## Explore the material
- 1) In the river-modification thread, how were the Rogue and the Gauley seen when they were modified?
- 2) Translate this sentence from the river-modification thread into Spanish: "The Rogue and the Gauley were modified at a time when they were seen as channels of commerce, whereas the Quartzite event happened on a river which at that time was valued for its wilderness qualities."

Both the Rogue and Iron Ring modifications are distinguishable in that they occurred in a different era when the word conservation meant something different than it does today. The Rogue and the Gauley were modified at a time when they were seen as channels of commerce, whereas the Quartzite event happened on a river which at that time was valued for its wilderness qualities. The Quartzite event was very wrong.


----------



## whitewaterjunkie (Feb 8, 2006)

*wood=rocks*

I just want to thank you all for your thoughtful responses. I got exactly what I was looking for: a Buzz thread with real content about a real issue.

I obviously do not think it was a good idea to dynamite the rock that formed the ledge that formed the killer keeper hole at Quartzite Falls. My opinion has nothing to do with whether it was illegal or a 'wilderness area.' Those tags are arbitrary and irrelevant. It's simply something that shouldn't happen anywhere, on any river, because it rubs against our innate moral instinct to protect and preserve our environment. It's perhaps our most important human trait.

But I really don't see how removing logs from a creek run is any different. It's a natural, eons-old natural process for logs (boulders, too) to get pushed downstream by floods and high-water, sit there for a few millennia, and move on. We remove wood from the Poudre early every spring so that the poor shithooks from Omaha (and yours truly) don't end up like the schmutz in the colander left from the dishwater after I cook a 5-star meal on day 14 of a Grand trip.

## Data shown
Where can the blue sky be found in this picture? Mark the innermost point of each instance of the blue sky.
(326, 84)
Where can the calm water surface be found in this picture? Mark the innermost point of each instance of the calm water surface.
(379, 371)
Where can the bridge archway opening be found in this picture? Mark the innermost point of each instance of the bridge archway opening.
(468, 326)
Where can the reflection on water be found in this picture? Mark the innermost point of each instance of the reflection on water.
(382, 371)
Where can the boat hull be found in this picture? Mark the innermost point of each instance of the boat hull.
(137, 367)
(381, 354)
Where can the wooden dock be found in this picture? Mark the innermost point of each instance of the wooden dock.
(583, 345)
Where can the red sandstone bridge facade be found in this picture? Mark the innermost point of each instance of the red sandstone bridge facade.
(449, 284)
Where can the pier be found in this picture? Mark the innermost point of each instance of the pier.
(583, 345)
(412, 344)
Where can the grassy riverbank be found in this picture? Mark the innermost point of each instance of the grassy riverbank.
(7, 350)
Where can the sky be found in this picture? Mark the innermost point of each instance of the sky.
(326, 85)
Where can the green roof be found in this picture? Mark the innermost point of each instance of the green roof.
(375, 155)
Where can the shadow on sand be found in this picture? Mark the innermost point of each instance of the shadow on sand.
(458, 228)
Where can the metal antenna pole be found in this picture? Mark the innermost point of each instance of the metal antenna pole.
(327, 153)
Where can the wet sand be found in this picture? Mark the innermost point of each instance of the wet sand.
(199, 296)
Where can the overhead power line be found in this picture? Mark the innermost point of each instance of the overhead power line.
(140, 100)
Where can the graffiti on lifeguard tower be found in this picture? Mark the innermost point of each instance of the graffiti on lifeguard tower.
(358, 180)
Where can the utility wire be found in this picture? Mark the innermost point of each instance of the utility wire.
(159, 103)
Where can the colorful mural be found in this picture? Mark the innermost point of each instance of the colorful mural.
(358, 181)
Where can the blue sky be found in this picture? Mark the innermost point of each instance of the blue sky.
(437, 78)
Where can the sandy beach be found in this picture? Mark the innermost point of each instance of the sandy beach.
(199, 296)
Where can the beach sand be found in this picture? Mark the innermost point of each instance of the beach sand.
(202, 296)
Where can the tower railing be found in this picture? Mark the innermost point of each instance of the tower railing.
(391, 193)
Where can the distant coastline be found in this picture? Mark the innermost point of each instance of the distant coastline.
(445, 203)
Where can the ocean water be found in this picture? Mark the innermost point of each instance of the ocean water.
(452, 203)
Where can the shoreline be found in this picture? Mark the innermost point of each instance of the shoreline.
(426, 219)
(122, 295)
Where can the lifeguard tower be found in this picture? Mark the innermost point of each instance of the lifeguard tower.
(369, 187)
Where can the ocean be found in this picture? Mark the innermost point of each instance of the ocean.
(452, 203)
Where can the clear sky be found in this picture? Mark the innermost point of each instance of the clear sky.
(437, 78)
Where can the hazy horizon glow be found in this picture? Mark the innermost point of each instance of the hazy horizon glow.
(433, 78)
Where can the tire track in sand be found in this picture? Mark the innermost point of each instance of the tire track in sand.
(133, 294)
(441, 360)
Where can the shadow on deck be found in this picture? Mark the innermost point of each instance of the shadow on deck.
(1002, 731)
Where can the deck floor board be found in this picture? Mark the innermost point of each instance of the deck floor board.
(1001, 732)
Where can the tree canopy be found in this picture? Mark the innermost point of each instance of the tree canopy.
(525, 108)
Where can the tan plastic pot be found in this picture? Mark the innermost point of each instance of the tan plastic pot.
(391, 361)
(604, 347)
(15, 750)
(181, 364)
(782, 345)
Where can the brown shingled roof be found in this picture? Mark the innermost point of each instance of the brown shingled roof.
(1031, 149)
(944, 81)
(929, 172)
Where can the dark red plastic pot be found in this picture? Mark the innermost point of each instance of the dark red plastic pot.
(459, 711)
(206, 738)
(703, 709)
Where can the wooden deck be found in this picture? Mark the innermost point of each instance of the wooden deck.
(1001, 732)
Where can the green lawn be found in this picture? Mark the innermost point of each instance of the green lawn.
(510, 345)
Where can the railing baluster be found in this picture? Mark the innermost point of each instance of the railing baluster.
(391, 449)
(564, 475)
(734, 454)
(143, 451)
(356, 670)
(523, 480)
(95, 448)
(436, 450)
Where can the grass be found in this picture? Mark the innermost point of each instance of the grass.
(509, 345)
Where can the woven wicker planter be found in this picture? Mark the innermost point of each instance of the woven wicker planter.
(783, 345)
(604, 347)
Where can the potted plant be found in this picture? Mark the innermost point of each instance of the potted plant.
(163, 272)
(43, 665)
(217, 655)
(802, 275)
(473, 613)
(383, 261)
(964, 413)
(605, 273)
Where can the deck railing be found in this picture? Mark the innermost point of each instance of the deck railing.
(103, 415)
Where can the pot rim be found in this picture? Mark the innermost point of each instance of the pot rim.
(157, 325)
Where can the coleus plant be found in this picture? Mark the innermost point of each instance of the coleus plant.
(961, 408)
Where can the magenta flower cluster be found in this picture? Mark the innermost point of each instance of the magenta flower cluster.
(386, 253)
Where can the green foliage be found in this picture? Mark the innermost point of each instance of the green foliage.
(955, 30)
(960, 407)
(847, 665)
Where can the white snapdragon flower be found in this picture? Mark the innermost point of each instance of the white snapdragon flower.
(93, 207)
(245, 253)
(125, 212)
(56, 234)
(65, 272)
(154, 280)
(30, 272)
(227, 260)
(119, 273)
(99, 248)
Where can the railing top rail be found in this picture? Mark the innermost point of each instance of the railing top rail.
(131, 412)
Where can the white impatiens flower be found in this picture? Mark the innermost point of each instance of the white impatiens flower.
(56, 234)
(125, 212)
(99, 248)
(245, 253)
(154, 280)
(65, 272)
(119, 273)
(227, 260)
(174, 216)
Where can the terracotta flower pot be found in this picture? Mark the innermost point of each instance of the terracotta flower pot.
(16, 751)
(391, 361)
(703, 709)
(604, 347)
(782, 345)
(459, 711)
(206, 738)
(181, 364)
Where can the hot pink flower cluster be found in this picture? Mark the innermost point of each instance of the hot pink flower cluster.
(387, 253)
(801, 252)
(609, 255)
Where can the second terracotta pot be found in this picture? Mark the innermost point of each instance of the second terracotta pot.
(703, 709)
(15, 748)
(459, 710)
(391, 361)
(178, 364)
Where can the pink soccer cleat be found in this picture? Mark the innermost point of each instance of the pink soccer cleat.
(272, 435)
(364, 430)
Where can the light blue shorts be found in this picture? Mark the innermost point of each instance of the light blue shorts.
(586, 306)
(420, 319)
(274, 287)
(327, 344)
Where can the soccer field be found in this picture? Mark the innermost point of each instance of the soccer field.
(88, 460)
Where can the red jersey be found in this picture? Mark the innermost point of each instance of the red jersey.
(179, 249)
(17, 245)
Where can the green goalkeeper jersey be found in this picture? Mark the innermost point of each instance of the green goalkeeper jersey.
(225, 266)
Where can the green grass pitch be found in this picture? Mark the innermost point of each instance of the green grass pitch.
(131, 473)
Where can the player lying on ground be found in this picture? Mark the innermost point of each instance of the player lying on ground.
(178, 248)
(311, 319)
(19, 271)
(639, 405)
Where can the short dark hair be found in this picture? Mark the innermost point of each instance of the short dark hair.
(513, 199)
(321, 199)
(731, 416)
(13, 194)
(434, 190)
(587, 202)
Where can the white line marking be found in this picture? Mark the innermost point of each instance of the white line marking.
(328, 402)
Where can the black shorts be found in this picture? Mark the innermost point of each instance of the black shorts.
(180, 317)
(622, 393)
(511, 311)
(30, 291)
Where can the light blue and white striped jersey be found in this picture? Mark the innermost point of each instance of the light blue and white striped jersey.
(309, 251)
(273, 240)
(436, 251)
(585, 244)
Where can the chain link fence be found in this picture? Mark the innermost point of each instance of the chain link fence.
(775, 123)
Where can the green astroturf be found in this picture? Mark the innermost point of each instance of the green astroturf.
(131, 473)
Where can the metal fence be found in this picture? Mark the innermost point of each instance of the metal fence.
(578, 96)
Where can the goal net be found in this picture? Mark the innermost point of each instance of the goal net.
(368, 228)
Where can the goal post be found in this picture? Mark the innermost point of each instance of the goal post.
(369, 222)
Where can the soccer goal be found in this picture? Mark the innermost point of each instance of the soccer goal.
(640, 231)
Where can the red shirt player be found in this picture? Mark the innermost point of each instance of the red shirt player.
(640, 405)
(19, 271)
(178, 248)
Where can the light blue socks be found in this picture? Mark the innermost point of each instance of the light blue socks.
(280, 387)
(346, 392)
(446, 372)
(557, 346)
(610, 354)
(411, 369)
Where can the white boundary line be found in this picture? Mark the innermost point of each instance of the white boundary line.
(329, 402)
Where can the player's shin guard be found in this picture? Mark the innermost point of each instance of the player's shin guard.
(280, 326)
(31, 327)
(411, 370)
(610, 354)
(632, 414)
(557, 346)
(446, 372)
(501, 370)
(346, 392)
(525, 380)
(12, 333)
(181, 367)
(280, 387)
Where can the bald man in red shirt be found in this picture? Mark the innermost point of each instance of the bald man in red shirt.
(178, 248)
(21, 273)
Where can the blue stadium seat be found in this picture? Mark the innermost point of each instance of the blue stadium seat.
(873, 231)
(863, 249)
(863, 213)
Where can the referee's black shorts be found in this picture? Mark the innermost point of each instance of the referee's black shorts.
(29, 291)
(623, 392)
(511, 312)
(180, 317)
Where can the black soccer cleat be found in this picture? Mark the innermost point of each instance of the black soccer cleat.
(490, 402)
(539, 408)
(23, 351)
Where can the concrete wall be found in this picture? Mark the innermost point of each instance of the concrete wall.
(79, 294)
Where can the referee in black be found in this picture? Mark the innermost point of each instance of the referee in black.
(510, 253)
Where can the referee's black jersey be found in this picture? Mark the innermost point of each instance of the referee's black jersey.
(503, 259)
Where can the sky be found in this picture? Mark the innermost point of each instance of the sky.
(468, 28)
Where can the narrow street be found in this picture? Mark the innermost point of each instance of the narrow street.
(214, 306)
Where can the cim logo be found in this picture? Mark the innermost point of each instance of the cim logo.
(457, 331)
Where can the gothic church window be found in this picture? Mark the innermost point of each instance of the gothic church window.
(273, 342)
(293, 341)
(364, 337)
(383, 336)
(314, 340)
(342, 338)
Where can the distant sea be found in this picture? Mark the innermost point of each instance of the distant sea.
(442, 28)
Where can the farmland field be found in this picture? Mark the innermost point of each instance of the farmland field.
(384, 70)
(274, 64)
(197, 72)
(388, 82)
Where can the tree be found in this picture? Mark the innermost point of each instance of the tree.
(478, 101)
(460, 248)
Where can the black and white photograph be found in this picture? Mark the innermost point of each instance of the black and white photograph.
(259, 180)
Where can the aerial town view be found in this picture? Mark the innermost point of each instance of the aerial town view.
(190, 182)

## Solutions to the exercise
- 1) As channels of commerce.

- 2) El Rogue y el Gauley fueron modificados en una época en que se los veía como canales de comercio, mientras que el suceso de Quartzite ocurrió en un río que en ese momento se valoraba por sus cualidades de naturaleza virgen.